RECORD SET Block Start
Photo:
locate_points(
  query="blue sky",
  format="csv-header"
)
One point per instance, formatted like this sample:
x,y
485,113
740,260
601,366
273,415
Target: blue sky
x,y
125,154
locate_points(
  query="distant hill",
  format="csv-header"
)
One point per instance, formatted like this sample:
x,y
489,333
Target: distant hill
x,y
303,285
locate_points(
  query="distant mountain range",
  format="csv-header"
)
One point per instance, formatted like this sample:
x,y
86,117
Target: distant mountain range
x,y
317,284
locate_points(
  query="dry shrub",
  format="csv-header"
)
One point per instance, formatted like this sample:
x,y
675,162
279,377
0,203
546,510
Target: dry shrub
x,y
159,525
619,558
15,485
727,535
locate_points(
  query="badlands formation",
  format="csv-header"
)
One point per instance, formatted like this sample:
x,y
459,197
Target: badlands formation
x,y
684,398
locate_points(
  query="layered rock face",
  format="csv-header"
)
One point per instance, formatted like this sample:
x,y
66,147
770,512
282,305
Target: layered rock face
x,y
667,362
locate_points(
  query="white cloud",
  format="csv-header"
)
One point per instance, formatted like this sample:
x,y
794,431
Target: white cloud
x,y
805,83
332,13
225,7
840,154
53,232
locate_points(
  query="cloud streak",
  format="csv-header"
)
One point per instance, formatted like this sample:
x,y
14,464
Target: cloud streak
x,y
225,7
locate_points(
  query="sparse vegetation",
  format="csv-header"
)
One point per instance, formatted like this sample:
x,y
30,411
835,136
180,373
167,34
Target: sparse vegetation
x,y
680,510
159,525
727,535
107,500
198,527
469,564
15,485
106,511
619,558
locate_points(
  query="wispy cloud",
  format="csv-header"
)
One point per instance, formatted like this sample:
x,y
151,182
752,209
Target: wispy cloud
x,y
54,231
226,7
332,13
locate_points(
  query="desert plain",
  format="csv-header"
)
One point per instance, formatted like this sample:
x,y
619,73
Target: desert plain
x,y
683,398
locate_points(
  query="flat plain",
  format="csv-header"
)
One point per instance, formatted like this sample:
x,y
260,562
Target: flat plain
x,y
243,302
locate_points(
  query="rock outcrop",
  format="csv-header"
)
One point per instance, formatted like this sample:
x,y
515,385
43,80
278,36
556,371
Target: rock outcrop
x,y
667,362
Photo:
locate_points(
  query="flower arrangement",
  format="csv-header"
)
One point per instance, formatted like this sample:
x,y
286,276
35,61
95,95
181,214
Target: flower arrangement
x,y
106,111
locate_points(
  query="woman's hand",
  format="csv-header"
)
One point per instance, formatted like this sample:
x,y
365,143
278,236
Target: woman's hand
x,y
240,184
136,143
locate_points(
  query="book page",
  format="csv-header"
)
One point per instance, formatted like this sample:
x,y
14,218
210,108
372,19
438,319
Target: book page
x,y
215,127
RECORD SET Block End
TASK STATEMENT » Exact transcription of the records is all that is wanted.

TASK RESPONSE »
Photo:
locate_points(
  query="blue sky",
  format="csv-header"
)
One point per instance, formatted like this sample:
x,y
485,113
740,260
601,366
273,415
Target: blue sky
x,y
125,154
locate_points(
  query="distant hill",
  format="csv-header"
)
One point per instance, formatted like this sample:
x,y
489,333
Target: distant hill
x,y
303,285
locate_points(
  query="distant mountain range",
  format="csv-header"
)
One point per instance, formatted like this sample:
x,y
86,117
Target: distant mountain range
x,y
317,284
locate_points(
  query="dry shrub",
  format="csv-header"
)
One point per instance, formatted like this sample:
x,y
675,162
279,377
0,203
546,510
Target: dry shrub
x,y
159,525
619,558
15,485
727,535
locate_points(
  query="badlands formation",
  format="csv-header"
)
One point per instance, formatted like this sample:
x,y
459,197
Target: badlands formation
x,y
684,398
locate_points(
  query="layered rock face",
  format="csv-header"
)
One point per instance, formatted like this sample:
x,y
66,147
770,512
282,305
Target: layered rock face
x,y
667,362
locate_points(
  query="white cloud",
  format="csv-header"
)
One point per instance, formatted like this sample:
x,y
794,431
Target: white cloud
x,y
805,83
332,13
225,7
840,154
53,232
locate_points(
  query="cloud streak",
  format="csv-header"
)
One point per instance, formatted like this sample:
x,y
14,464
Target: cloud streak
x,y
225,7
locate_points(
  query="sparse vegetation",
  format="csv-header"
)
One point per instance, formatted like this sample:
x,y
30,411
835,136
180,373
167,34
Target: sparse vegetation
x,y
680,510
159,525
727,535
107,500
198,527
469,564
15,485
106,511
619,558
locate_points(
  query="wispy cloud",
  format="csv-header"
)
One point per instance, formatted like this sample:
x,y
151,182
752,209
Target: wispy cloud
x,y
54,231
226,7
332,13
locate_points(
  query="desert plain",
  format="csv-header"
)
One point per instance, formatted like this sample:
x,y
619,73
Target: desert plain
x,y
683,398
locate_points(
  query="flat plain",
  format="csv-header"
)
One point per instance, formatted like this sample:
x,y
260,562
Target: flat plain
x,y
243,302
locate_points(
  query="rock outcrop",
  format="csv-header"
)
One point per instance, formatted like this sample:
x,y
515,385
43,80
278,36
556,371
Target: rock outcrop
x,y
667,362
Photo:
locate_points(
  query="flower arrangement",
  format="csv-header"
)
One point per instance, formatted like this sample:
x,y
286,276
35,61
95,95
181,214
Target: flower arrangement
x,y
106,111
locate_points(
  query="woman's hand",
  format="csv-header"
)
One point per instance, formatted like this sample:
x,y
365,143
278,236
Target: woman's hand
x,y
240,184
136,143
locate_points(
  query="book page",
  format="csv-header"
)
One point per instance, formatted like this sample:
x,y
14,218
210,108
372,19
438,319
Target: book page
x,y
215,127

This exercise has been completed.